* _TUS TAREAS_
(a) Según el fragmento sobre María, ¿qué nombre tiene la hacienda?
(b) Resume en dos oraciones el fragmento sobre María.
(c) Duplica el pasaje del fragmento sobre María que empieza en "A veces, con" y termina en "del mejor romanticismo.".

* _FRAGMENTO PROPORCIONADO_

++++++++

A veces, con la suficiencia pretenciosa de quien cree haberse
curado, la dejamos de lado. Grave error.
No hay más que releerla para quedar de nuevo cautivos. Hay allí
aromas intactos, pasiones que no decaen, asombros y dulzuras
inenarrables. Cuando permanecemos presos en nuestras cárceles de
ladrillo y asfalto, María nos recuerda el nombre de las matas, la
suavidad del agua. El oxígeno liberador que encierra el aire. Con
razón la hacienda se denomina "El Paraíso". A las piletas
sensuales las muchachas morenas nos encadenarán con argollas de
flores y un viento arrebatador, al galope, nos arrastrará consigo
en el delirio del mejor romanticismo.

++++++++

* _LÍNEAS EXTRAÍDAS_
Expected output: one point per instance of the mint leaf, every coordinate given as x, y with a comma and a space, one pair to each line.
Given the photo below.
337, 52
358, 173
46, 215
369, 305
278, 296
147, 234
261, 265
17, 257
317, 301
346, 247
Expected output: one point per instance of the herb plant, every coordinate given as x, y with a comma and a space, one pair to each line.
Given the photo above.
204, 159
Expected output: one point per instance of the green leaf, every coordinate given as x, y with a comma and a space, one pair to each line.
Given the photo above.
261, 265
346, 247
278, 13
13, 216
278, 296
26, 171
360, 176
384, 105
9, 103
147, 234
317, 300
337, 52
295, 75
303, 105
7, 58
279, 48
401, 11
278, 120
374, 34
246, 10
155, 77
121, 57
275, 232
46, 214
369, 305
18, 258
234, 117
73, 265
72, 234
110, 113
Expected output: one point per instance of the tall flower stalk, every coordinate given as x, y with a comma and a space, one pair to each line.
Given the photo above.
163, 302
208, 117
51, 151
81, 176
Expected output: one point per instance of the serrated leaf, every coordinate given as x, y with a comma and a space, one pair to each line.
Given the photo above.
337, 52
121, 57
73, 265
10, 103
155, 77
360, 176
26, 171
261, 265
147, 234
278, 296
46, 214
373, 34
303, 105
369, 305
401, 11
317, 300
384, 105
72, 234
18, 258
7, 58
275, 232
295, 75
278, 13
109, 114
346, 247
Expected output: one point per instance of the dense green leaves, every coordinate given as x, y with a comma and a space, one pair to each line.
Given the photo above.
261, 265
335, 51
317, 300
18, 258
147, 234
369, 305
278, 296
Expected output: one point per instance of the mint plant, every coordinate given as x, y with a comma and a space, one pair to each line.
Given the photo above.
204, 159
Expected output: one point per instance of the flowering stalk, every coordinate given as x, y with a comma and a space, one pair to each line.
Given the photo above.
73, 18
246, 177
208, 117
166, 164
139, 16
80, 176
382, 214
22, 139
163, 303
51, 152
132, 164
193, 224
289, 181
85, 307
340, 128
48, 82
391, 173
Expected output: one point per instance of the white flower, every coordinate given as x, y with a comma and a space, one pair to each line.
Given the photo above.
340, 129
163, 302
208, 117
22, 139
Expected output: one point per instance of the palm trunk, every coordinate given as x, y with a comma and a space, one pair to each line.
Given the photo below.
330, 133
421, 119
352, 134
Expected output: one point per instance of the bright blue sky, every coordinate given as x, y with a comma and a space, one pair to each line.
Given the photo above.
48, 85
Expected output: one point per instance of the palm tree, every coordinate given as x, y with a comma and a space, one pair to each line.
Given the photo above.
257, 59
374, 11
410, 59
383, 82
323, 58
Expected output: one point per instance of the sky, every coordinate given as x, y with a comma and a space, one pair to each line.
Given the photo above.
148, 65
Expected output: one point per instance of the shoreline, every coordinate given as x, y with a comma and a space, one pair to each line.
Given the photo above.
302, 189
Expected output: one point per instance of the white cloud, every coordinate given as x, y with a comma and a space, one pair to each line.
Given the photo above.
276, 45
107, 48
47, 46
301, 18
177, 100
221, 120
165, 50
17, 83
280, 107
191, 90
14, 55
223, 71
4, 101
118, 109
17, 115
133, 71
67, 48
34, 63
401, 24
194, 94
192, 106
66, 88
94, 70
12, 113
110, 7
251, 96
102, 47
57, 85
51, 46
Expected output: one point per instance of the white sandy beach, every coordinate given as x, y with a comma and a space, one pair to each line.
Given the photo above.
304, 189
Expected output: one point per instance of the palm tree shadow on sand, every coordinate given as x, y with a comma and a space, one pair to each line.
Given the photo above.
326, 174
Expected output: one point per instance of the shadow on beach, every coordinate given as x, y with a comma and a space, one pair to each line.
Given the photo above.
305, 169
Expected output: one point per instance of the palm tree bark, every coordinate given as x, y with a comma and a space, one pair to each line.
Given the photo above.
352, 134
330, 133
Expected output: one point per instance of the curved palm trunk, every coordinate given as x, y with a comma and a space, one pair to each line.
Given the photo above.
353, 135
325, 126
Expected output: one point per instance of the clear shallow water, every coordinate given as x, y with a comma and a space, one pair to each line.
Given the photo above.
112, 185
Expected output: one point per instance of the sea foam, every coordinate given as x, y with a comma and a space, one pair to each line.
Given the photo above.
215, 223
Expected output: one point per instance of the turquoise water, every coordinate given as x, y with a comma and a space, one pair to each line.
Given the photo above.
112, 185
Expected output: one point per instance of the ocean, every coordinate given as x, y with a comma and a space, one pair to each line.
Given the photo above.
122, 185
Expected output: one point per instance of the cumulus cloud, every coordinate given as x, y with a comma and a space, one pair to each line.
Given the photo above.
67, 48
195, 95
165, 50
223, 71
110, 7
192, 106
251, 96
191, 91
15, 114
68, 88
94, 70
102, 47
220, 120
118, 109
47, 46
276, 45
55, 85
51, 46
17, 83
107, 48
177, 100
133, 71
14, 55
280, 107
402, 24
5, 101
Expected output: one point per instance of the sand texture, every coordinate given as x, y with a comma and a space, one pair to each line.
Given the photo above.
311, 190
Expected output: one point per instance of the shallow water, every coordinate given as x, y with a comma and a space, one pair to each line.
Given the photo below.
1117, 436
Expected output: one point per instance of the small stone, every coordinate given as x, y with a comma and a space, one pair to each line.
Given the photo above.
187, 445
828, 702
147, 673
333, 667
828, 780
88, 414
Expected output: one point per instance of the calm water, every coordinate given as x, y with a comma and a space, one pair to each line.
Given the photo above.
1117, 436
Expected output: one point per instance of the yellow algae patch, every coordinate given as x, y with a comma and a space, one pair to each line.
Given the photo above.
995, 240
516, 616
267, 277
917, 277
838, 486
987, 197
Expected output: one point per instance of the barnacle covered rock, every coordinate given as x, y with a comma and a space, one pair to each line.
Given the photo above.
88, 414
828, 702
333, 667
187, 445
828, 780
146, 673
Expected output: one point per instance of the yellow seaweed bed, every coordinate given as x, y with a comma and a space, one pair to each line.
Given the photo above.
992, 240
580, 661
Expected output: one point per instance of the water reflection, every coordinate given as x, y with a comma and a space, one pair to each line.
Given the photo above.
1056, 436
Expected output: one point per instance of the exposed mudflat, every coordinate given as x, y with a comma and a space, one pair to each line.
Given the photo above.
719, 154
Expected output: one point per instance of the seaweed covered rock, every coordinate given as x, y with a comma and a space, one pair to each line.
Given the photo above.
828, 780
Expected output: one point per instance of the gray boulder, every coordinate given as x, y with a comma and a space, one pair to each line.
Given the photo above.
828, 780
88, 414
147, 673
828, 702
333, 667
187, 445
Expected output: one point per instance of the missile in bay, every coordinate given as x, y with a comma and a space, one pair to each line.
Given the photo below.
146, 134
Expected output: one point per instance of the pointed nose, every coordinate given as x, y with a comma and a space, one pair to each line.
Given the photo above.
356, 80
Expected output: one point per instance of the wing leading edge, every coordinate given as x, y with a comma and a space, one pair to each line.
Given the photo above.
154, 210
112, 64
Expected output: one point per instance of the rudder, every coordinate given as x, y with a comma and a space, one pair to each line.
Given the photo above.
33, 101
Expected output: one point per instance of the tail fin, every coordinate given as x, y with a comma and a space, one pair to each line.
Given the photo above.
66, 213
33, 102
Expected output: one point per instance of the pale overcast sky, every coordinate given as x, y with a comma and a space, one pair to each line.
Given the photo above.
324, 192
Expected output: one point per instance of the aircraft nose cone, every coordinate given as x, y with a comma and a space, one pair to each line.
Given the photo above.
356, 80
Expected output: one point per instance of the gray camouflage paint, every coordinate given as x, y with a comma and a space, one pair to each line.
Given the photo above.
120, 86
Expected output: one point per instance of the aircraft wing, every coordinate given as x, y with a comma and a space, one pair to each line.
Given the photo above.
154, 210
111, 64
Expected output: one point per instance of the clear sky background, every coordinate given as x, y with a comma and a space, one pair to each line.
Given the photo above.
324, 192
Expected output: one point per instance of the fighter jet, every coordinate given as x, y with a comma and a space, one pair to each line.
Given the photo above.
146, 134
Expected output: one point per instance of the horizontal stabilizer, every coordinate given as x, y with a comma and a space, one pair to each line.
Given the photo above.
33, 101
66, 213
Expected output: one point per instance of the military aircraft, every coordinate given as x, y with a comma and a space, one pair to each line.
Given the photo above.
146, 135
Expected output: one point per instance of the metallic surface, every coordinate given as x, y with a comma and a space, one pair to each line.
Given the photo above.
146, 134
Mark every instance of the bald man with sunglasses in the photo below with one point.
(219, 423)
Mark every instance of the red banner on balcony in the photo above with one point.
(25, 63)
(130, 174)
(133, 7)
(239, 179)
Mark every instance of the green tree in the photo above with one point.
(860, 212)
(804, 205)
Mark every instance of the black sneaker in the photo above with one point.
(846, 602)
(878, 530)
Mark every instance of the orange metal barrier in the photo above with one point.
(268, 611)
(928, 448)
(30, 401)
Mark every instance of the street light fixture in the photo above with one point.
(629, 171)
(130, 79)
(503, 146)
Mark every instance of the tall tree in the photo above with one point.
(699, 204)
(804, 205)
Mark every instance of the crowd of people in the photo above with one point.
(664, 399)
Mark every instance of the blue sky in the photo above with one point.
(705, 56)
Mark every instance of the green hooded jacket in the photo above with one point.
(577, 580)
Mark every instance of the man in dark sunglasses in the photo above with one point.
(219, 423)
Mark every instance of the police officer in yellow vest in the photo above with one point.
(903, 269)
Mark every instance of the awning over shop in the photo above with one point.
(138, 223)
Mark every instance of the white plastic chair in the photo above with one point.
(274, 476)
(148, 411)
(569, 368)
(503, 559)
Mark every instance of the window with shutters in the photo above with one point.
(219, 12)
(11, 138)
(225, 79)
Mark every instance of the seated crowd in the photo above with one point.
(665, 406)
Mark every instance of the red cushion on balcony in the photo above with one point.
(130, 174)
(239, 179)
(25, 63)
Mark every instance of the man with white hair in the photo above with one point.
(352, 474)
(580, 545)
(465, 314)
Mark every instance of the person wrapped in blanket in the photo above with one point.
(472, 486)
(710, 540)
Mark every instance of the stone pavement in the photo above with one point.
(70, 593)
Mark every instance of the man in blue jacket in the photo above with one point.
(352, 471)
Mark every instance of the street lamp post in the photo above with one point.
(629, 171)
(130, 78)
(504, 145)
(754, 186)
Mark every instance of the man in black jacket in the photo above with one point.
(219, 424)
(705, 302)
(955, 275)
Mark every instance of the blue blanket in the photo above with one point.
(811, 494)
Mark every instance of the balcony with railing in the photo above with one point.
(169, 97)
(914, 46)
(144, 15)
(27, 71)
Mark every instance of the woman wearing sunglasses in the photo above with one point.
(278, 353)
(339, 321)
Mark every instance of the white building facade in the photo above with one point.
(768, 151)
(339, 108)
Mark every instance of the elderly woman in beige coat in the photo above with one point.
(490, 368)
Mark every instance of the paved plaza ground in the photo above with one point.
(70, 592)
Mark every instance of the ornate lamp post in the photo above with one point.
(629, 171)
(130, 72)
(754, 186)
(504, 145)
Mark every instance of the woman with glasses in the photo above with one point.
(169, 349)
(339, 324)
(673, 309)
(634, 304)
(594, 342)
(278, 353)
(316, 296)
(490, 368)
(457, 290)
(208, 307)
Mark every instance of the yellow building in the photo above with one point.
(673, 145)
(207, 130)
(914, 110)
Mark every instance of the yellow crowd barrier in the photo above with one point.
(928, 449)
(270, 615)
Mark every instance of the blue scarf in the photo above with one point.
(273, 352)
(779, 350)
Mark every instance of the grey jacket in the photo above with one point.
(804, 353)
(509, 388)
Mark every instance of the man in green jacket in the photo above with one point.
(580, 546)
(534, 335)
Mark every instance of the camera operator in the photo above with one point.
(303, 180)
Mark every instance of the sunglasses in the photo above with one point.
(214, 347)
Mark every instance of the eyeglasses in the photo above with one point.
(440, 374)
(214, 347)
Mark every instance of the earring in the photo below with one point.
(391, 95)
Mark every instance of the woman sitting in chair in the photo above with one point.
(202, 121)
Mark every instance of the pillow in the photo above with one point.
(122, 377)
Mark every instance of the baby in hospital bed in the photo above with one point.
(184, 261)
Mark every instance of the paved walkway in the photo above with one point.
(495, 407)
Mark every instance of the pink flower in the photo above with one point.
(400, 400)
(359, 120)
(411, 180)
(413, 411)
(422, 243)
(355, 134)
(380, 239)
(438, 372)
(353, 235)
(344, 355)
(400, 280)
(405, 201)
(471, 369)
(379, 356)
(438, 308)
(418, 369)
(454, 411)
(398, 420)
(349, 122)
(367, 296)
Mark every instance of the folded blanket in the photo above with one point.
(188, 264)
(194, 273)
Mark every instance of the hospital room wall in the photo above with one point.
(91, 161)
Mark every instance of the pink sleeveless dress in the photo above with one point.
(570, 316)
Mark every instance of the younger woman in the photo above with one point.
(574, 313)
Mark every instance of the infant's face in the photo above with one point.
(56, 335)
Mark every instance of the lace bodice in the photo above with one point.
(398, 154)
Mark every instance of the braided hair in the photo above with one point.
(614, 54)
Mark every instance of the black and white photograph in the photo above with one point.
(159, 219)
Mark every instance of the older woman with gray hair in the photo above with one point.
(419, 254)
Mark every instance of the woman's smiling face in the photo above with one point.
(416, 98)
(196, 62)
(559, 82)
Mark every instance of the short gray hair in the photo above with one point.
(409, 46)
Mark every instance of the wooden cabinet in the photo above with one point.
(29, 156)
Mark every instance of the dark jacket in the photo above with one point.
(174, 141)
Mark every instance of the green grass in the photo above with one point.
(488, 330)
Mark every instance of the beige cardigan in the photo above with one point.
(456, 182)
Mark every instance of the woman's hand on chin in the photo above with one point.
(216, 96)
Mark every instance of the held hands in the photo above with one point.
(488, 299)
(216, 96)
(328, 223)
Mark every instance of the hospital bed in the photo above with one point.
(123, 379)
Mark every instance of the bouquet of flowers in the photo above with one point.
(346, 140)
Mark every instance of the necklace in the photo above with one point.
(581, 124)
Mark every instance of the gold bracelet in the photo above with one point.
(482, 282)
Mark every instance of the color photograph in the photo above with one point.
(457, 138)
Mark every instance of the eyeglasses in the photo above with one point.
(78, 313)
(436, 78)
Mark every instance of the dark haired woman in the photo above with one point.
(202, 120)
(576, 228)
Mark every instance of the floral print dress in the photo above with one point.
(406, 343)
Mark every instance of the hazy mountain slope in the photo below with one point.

++++++++

* _SOLUCIONES PLANTEADAS_
(a) "El Paraíso".

(b) Dejar de lado María creyéndose curado es un grave error, porque basta releerla para quedar cautivo de nuevo ante sus aromas intactos, sus pasiones y sus asombros. Cuando permanecemos presos en cárceles de ladrillo y asfalto, María nos recuerda el nombre de las matas y la suavidad del agua, y nos arrastra al delirio del mejor romanticismo.

(c)
A veces, con la suficiencia pretenciosa de quien cree haberse
curado, la dejamos de lado. Grave error.
No hay más que releerla para quedar de nuevo cautivos. Hay allí
aromas intactos, pasiones que no decaen, asombros y dulzuras
inenarrables. Cuando permanecemos presos en nuestras cárceles de
ladrillo y asfalto, María nos recuerda el nombre de las matas, la
suavidad del agua. El oxígeno liberador que encierra el aire. Con
razón la hacienda se denomina "El Paraíso". A las piletas
sensuales las muchachas morenas nos encadenarán con argollas de
flores y un viento arrebatador, al galope, nos arrastrará consigo
en el delirio del mejor romanticismo.